**What you need to do**
Present all of the records below as a numbered list, skipping any blank lines.

**Object detection data**
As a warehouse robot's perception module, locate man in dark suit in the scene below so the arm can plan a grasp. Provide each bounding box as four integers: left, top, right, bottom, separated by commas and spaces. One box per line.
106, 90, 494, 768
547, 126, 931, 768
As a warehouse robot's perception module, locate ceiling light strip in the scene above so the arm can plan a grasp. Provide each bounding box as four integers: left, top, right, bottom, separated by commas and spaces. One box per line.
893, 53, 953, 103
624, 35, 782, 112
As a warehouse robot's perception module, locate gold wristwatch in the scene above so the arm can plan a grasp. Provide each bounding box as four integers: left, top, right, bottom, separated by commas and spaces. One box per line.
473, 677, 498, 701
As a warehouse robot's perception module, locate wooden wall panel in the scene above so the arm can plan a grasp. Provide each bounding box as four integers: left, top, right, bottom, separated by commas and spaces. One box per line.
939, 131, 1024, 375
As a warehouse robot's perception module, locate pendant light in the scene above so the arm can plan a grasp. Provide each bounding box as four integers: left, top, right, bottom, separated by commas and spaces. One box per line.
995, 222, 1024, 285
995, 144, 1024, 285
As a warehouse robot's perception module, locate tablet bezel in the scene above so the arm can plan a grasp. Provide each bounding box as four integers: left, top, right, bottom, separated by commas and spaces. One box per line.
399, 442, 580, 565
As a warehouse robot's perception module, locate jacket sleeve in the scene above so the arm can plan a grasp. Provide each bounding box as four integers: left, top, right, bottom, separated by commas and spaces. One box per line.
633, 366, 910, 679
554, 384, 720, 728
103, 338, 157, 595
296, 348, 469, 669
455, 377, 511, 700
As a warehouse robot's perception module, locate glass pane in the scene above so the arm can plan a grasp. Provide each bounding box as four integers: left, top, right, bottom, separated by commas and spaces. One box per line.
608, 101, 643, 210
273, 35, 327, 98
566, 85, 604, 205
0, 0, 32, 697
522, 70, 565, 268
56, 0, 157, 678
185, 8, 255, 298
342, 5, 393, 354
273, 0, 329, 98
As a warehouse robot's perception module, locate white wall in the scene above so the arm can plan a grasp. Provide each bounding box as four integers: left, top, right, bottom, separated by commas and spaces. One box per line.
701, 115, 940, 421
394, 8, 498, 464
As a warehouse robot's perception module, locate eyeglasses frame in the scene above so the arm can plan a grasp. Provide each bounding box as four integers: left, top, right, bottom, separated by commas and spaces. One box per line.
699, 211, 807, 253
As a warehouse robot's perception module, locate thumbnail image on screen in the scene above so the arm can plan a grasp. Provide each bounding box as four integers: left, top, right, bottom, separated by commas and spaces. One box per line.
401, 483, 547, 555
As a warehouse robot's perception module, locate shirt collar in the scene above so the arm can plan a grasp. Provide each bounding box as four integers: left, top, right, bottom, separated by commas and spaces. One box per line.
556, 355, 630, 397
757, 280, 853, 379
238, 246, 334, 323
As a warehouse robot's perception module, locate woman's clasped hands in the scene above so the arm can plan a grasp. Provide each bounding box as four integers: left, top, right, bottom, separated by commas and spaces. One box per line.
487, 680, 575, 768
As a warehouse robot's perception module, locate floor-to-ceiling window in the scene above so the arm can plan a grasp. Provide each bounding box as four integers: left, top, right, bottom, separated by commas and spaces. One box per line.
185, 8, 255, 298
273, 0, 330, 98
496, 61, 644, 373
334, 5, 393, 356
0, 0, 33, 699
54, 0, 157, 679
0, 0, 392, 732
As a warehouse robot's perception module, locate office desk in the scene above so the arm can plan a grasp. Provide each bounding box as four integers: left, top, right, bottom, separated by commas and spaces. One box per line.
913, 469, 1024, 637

**Finished exercise**
1. As a warehouse robot's perception module, locate man in dark suit in the scene below so the arm can plan a grasp. Provide each bounding box as four integers: left, top, right, bottom, separated by commas and spaces. One box per line.
2. 106, 90, 494, 768
3. 547, 126, 931, 768
4. As a warehouse robot's perception module, locate ceiling light strip in the scene above so the arm can plan a grasp. Provide each bounding box as four integers: left, top, right, bottom, separated by commas and spaces. One box per line.
5. 893, 53, 953, 103
6. 624, 35, 782, 112
7. As a warehouse robot's perception module, locate gold wristwatch in the scene above so the arm can plan a grasp. Provide each bounding box as four integers: left, top, right, bottom, separated by commas and spaces. One box per line.
8. 473, 677, 498, 701
9. As a warehouse robot's perception module, locate wooden wall panel in the scene above so the arm can plan a grasp. Provide each bounding box as four integers: left, top, right, bottom, separated by commas and spaces. One box per line.
10. 939, 131, 1024, 375
11. As a warehouse robot's perception module, locate pendant light in the scene above so the arm can plan a grasp. Provide each bounding box as four integers: left, top, right, bottom, separated by commas and spaces. One box per line.
12. 995, 222, 1024, 285
13. 995, 144, 1024, 285
14. As a warehouse robot's perception module, locate tablet bezel in the scene above so the arm can plan a grasp. Provide each bounding box as four integers: left, top, right, bottom, separated by commas and spaces. One box per line.
15. 399, 442, 580, 565
16. As a warehouse robot's perception module, locate jacket sleeve in the scene above so the arm can plan a grasp. Provide each bounding box as four integers: left, top, right, bottom, separated by commas and spaces. One box per line.
17. 633, 366, 910, 679
18. 554, 384, 720, 728
19. 103, 338, 157, 595
20. 296, 348, 469, 669
21. 455, 377, 511, 700
22. As a warehouse robot's perception module, locate glass pane in the scene above so the arm can plan a grasp. Provide each bounding box as four integers: left, top, right, bottom, separated by commas and spaces. One box per line.
23. 608, 101, 643, 210
24. 273, 35, 327, 98
25. 566, 85, 604, 205
26. 0, 0, 32, 697
27. 522, 70, 565, 268
28. 56, 0, 157, 678
29. 185, 8, 255, 298
30. 342, 5, 393, 354
31. 273, 0, 329, 98
32. As a warehouse robot's perception module, locate white wall in the scene above so the arm can plan a grasp. Provide each bounding box as four integers: left, top, right, bottom, separated by commas and spaces. One box per line.
33. 701, 115, 940, 421
34. 394, 8, 498, 464
35. As a warehouse robot's perception module, locate eyeglasses frame in the scene above so the arm can plan a grasp. Provide each bounding box as four integers: left, top, right, bottom, separated by commas and spaces. One box per line.
36. 699, 211, 807, 253
37. As a warehouse robot's perception module, locate thumbnail image on screen in the scene above so the arm can plan a grasp. Provide each bounding box as four integers: left, top, right, bottom, separated by commas and spaces. One box per line.
38. 401, 483, 547, 555
39. As a warehouse robot's perception module, locate shirt collar in the scene above so the arm can plan a grasp. Provide each bounding box as four integers: left, top, right, bottom, separated by commas and spaces. One box per line.
40. 556, 355, 630, 397
41. 757, 280, 853, 379
42. 238, 246, 334, 323
43. As a warehouse robot's perception module, locate woman's clasped hands in the scene above so the arm can plan a grasp. Provide each bounding box as four integers: left, top, right, bottom, separated by commas and spaces. One box per line.
44. 487, 680, 575, 768
45. As a warehouse robot's perception module, locate floor-to-ceiling window in the scene above so the arm can plan a grasp. Provide each bounding box as four integers: left, top, right, bottom, separated by commas and spaces. One box per line.
46. 185, 8, 255, 298
47. 273, 0, 330, 98
48. 496, 61, 644, 373
49. 334, 5, 393, 356
50. 0, 0, 33, 699
51. 54, 0, 157, 679
52. 0, 0, 392, 732
53. As a warehouse robot's perception module, locate office desk in the scene above so the arm can plan a grasp. Provide each bounding box as four integers: left, top, right, bottom, separated by commas and spaces. One box per line.
54. 913, 469, 1024, 637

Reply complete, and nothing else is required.